* Task details: Repeat word for word the passage of the text on coping with hostile psychiatric patients, starting with "A few thoughts" and going on through "he gets there.".

* Selected text:
____

That's what drew me to psychiatry as well. I feel as though I'm calm person on the outside, and can handle myself in stressful situations (patients screaming , agitated, etc). But on the inside, I become tachy. I wanted to know any skills / suggestions to cope with something like this. With exposure, will I get used to something like this? That is literally my biggest fear with going into psych. And, I'm also terribly afraid I will bring it home with me and displace it to my friends and family.
A few thoughts on this:
1. One of the other residents in my program never runs, walks briskly, or takes the stairs to a behavioral code. He does this to keep his heart rate as low as possible before entering the room with a hostile patient. He reasons that since he will not be putting hands on the patient (other staff does that), he does not need to arrive there first and he wants to be as calm as possible when he gets there.
2. Regardless of where you work, there will be a core group of hostile patients who frequently visit the ED and inpatient unit. Over time, you will learn who is potentially violent and who is just a yeller. This takes away a bit of the scary uncertainty that can go along with hostility. Spoiler alert: the vast majority are just yellers.
3. Even with some of the most hostile patients you can develop some level of rapport once they have seen you enough and you have demonstrated reliability and predictability:
You: John, dude, look! You know how I work. I want to help you out, but I can't have you throwing stuff at people.
Patient: Well, she came in here and started giving me a bunch of attitude like she's better than me!
You: I hear you, John. I got it. But we've been through this before together and you know this makes it hard for us to work with you.

____

* Records shown:
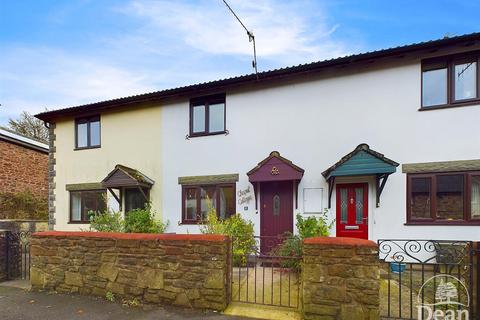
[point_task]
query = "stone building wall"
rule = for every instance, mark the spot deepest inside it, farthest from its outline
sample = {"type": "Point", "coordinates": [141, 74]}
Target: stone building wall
{"type": "Point", "coordinates": [340, 279]}
{"type": "Point", "coordinates": [3, 256]}
{"type": "Point", "coordinates": [184, 270]}
{"type": "Point", "coordinates": [23, 169]}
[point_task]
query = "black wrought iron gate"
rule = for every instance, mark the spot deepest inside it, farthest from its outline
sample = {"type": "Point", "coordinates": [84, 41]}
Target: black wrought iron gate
{"type": "Point", "coordinates": [266, 271]}
{"type": "Point", "coordinates": [17, 253]}
{"type": "Point", "coordinates": [421, 277]}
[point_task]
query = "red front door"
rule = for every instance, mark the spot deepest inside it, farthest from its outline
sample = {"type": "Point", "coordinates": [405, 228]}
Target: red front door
{"type": "Point", "coordinates": [352, 210]}
{"type": "Point", "coordinates": [276, 215]}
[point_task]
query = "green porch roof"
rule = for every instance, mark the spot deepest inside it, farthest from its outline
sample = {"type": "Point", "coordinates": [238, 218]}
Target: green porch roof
{"type": "Point", "coordinates": [361, 161]}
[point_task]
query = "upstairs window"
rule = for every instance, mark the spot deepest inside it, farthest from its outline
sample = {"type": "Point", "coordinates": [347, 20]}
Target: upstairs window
{"type": "Point", "coordinates": [443, 198]}
{"type": "Point", "coordinates": [450, 81]}
{"type": "Point", "coordinates": [207, 115]}
{"type": "Point", "coordinates": [87, 133]}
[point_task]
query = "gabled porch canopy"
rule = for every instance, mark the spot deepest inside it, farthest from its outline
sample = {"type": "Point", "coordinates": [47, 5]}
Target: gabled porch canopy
{"type": "Point", "coordinates": [362, 161]}
{"type": "Point", "coordinates": [275, 168]}
{"type": "Point", "coordinates": [125, 177]}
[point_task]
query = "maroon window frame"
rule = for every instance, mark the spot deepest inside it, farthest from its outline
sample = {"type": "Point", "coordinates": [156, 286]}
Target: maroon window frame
{"type": "Point", "coordinates": [206, 102]}
{"type": "Point", "coordinates": [432, 219]}
{"type": "Point", "coordinates": [88, 121]}
{"type": "Point", "coordinates": [99, 203]}
{"type": "Point", "coordinates": [449, 63]}
{"type": "Point", "coordinates": [198, 217]}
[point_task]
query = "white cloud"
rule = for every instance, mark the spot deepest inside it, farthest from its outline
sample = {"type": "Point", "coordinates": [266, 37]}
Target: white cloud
{"type": "Point", "coordinates": [162, 45]}
{"type": "Point", "coordinates": [289, 32]}
{"type": "Point", "coordinates": [34, 78]}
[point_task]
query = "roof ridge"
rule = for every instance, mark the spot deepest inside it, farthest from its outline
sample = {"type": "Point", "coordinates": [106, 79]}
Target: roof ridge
{"type": "Point", "coordinates": [262, 76]}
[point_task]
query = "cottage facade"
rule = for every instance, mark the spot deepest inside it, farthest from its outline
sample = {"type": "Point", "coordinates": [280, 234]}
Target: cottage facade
{"type": "Point", "coordinates": [382, 142]}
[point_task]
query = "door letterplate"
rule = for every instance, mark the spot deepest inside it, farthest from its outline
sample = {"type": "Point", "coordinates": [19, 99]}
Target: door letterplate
{"type": "Point", "coordinates": [352, 227]}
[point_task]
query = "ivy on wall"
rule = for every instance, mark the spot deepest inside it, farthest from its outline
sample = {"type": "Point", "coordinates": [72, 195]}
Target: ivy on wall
{"type": "Point", "coordinates": [23, 205]}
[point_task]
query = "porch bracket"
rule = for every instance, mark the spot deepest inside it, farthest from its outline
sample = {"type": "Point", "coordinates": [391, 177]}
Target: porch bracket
{"type": "Point", "coordinates": [331, 183]}
{"type": "Point", "coordinates": [116, 197]}
{"type": "Point", "coordinates": [380, 180]}
{"type": "Point", "coordinates": [143, 193]}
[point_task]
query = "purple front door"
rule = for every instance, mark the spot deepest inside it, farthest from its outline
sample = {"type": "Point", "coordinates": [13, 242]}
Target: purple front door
{"type": "Point", "coordinates": [276, 216]}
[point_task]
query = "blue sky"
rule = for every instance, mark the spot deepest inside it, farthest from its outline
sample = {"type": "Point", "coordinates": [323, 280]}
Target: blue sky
{"type": "Point", "coordinates": [57, 54]}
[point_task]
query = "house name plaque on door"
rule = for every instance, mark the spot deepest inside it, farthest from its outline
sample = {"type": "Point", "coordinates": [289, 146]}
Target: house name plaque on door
{"type": "Point", "coordinates": [244, 196]}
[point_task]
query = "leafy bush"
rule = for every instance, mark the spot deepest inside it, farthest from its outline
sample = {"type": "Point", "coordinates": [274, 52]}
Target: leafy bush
{"type": "Point", "coordinates": [23, 205]}
{"type": "Point", "coordinates": [292, 246]}
{"type": "Point", "coordinates": [143, 221]}
{"type": "Point", "coordinates": [313, 226]}
{"type": "Point", "coordinates": [240, 230]}
{"type": "Point", "coordinates": [107, 222]}
{"type": "Point", "coordinates": [136, 221]}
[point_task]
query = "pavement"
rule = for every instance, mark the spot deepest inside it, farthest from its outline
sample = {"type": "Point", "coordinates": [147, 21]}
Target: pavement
{"type": "Point", "coordinates": [20, 304]}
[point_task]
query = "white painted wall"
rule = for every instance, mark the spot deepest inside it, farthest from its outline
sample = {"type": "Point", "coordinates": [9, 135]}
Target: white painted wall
{"type": "Point", "coordinates": [131, 138]}
{"type": "Point", "coordinates": [314, 124]}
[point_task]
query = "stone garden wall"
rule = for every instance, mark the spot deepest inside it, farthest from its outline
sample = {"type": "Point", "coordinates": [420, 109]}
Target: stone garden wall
{"type": "Point", "coordinates": [184, 270]}
{"type": "Point", "coordinates": [340, 279]}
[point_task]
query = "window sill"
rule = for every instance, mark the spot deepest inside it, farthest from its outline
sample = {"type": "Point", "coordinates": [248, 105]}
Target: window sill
{"type": "Point", "coordinates": [196, 135]}
{"type": "Point", "coordinates": [86, 148]}
{"type": "Point", "coordinates": [442, 223]}
{"type": "Point", "coordinates": [187, 223]}
{"type": "Point", "coordinates": [452, 105]}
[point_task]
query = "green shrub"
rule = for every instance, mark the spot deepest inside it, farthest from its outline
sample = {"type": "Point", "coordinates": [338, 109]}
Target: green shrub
{"type": "Point", "coordinates": [143, 221]}
{"type": "Point", "coordinates": [136, 221]}
{"type": "Point", "coordinates": [107, 222]}
{"type": "Point", "coordinates": [23, 205]}
{"type": "Point", "coordinates": [313, 226]}
{"type": "Point", "coordinates": [292, 246]}
{"type": "Point", "coordinates": [240, 230]}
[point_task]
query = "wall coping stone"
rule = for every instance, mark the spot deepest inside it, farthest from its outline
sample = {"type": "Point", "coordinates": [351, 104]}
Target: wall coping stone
{"type": "Point", "coordinates": [134, 236]}
{"type": "Point", "coordinates": [340, 241]}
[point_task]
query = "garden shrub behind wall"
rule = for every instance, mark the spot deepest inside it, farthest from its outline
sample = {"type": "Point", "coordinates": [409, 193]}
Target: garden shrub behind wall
{"type": "Point", "coordinates": [184, 270]}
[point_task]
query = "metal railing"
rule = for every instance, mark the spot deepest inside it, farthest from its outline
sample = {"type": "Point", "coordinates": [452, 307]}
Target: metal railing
{"type": "Point", "coordinates": [267, 271]}
{"type": "Point", "coordinates": [18, 254]}
{"type": "Point", "coordinates": [419, 277]}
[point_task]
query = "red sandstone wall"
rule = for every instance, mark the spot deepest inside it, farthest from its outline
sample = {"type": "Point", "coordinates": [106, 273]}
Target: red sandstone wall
{"type": "Point", "coordinates": [23, 169]}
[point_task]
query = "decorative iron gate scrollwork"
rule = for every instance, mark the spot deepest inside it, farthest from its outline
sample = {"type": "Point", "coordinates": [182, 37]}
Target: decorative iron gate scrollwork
{"type": "Point", "coordinates": [18, 254]}
{"type": "Point", "coordinates": [414, 273]}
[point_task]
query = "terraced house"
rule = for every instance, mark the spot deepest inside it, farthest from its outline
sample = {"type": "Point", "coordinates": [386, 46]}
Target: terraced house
{"type": "Point", "coordinates": [385, 142]}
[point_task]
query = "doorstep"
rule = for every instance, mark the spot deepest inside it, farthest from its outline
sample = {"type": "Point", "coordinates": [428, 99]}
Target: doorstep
{"type": "Point", "coordinates": [258, 311]}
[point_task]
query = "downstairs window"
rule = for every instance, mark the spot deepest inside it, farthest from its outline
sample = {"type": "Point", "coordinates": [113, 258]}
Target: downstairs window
{"type": "Point", "coordinates": [443, 198]}
{"type": "Point", "coordinates": [84, 203]}
{"type": "Point", "coordinates": [198, 200]}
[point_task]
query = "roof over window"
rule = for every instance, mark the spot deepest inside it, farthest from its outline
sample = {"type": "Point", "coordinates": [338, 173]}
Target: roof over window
{"type": "Point", "coordinates": [361, 161]}
{"type": "Point", "coordinates": [444, 166]}
{"type": "Point", "coordinates": [123, 176]}
{"type": "Point", "coordinates": [275, 168]}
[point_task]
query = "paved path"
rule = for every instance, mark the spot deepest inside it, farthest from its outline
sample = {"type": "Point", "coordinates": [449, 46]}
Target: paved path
{"type": "Point", "coordinates": [19, 304]}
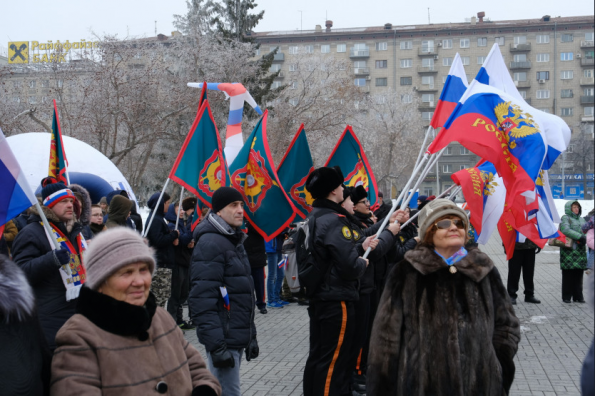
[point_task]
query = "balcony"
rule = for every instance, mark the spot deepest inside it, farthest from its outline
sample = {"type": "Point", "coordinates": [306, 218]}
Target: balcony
{"type": "Point", "coordinates": [427, 69]}
{"type": "Point", "coordinates": [361, 71]}
{"type": "Point", "coordinates": [523, 84]}
{"type": "Point", "coordinates": [359, 53]}
{"type": "Point", "coordinates": [427, 51]}
{"type": "Point", "coordinates": [520, 47]}
{"type": "Point", "coordinates": [520, 65]}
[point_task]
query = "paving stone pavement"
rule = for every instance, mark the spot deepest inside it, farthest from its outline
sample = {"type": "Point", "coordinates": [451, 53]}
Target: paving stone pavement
{"type": "Point", "coordinates": [555, 338]}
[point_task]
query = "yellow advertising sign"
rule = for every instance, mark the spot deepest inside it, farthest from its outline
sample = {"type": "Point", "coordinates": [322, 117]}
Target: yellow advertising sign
{"type": "Point", "coordinates": [18, 52]}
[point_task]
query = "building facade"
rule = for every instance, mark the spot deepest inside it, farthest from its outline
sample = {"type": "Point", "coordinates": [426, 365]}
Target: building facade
{"type": "Point", "coordinates": [550, 59]}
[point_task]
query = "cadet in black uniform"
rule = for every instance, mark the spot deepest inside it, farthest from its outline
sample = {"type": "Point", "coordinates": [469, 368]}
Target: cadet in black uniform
{"type": "Point", "coordinates": [331, 309]}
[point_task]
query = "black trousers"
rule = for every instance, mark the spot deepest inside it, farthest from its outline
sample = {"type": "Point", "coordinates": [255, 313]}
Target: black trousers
{"type": "Point", "coordinates": [362, 319]}
{"type": "Point", "coordinates": [259, 285]}
{"type": "Point", "coordinates": [180, 289]}
{"type": "Point", "coordinates": [572, 285]}
{"type": "Point", "coordinates": [521, 261]}
{"type": "Point", "coordinates": [332, 328]}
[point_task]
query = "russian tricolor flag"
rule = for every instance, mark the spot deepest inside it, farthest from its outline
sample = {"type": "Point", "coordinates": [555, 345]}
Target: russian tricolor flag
{"type": "Point", "coordinates": [454, 88]}
{"type": "Point", "coordinates": [15, 194]}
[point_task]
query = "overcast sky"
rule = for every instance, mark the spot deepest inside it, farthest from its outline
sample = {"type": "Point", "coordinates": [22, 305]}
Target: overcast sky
{"type": "Point", "coordinates": [42, 20]}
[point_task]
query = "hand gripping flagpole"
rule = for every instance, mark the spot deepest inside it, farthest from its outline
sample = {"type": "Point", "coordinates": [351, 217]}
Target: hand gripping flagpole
{"type": "Point", "coordinates": [155, 209]}
{"type": "Point", "coordinates": [179, 208]}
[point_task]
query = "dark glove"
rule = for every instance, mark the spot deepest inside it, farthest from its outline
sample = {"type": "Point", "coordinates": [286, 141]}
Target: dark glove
{"type": "Point", "coordinates": [222, 358]}
{"type": "Point", "coordinates": [61, 257]}
{"type": "Point", "coordinates": [252, 350]}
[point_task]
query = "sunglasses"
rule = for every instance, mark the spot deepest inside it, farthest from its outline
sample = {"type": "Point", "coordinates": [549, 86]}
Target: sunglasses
{"type": "Point", "coordinates": [447, 223]}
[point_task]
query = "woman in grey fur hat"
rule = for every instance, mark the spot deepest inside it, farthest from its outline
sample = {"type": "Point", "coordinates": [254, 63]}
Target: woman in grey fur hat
{"type": "Point", "coordinates": [445, 324]}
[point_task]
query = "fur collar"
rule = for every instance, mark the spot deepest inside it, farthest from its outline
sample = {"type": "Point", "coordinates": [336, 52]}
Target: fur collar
{"type": "Point", "coordinates": [16, 297]}
{"type": "Point", "coordinates": [476, 265]}
{"type": "Point", "coordinates": [115, 316]}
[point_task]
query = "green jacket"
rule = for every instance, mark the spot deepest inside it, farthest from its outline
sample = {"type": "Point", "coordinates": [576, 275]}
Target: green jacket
{"type": "Point", "coordinates": [575, 257]}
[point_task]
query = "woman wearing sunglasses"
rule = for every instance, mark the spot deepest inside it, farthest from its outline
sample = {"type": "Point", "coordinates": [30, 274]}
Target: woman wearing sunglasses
{"type": "Point", "coordinates": [445, 324]}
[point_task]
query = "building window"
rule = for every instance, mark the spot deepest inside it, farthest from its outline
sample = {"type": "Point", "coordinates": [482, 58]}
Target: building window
{"type": "Point", "coordinates": [427, 46]}
{"type": "Point", "coordinates": [408, 44]}
{"type": "Point", "coordinates": [543, 57]}
{"type": "Point", "coordinates": [567, 111]}
{"type": "Point", "coordinates": [427, 115]}
{"type": "Point", "coordinates": [381, 64]}
{"type": "Point", "coordinates": [382, 46]}
{"type": "Point", "coordinates": [543, 76]}
{"type": "Point", "coordinates": [566, 56]}
{"type": "Point", "coordinates": [543, 38]}
{"type": "Point", "coordinates": [567, 74]}
{"type": "Point", "coordinates": [543, 94]}
{"type": "Point", "coordinates": [406, 98]}
{"type": "Point", "coordinates": [406, 63]}
{"type": "Point", "coordinates": [567, 37]}
{"type": "Point", "coordinates": [566, 93]}
{"type": "Point", "coordinates": [382, 82]}
{"type": "Point", "coordinates": [428, 80]}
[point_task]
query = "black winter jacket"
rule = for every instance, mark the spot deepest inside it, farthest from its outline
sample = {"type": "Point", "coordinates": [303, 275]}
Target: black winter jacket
{"type": "Point", "coordinates": [160, 237]}
{"type": "Point", "coordinates": [333, 242]}
{"type": "Point", "coordinates": [32, 252]}
{"type": "Point", "coordinates": [219, 259]}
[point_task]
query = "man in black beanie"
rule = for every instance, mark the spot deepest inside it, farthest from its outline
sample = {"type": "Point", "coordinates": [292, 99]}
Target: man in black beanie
{"type": "Point", "coordinates": [331, 310]}
{"type": "Point", "coordinates": [222, 296]}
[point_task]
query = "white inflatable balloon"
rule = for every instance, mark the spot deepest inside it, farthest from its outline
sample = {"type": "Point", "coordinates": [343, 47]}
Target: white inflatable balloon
{"type": "Point", "coordinates": [32, 150]}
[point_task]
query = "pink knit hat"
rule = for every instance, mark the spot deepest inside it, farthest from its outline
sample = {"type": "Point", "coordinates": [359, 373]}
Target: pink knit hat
{"type": "Point", "coordinates": [113, 249]}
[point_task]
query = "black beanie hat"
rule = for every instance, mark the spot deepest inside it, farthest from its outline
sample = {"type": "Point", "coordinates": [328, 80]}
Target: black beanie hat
{"type": "Point", "coordinates": [188, 203]}
{"type": "Point", "coordinates": [358, 193]}
{"type": "Point", "coordinates": [323, 180]}
{"type": "Point", "coordinates": [224, 196]}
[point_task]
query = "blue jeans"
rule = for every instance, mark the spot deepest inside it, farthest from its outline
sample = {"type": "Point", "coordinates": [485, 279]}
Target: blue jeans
{"type": "Point", "coordinates": [229, 378]}
{"type": "Point", "coordinates": [276, 275]}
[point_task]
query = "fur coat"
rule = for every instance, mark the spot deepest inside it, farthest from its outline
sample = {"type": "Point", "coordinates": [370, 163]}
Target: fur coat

____

* Output below:
A few thoughts on this:
1. One of the other residents in my program never runs, walks briskly, or takes the stairs to a behavioral code. He does this to keep his heart rate as low as possible before entering the room with a hostile patient. He reasons that since he will not be putting hands on the patient (other staff does that), he does not need to arrive there first and he wants to be as calm as possible when he gets there.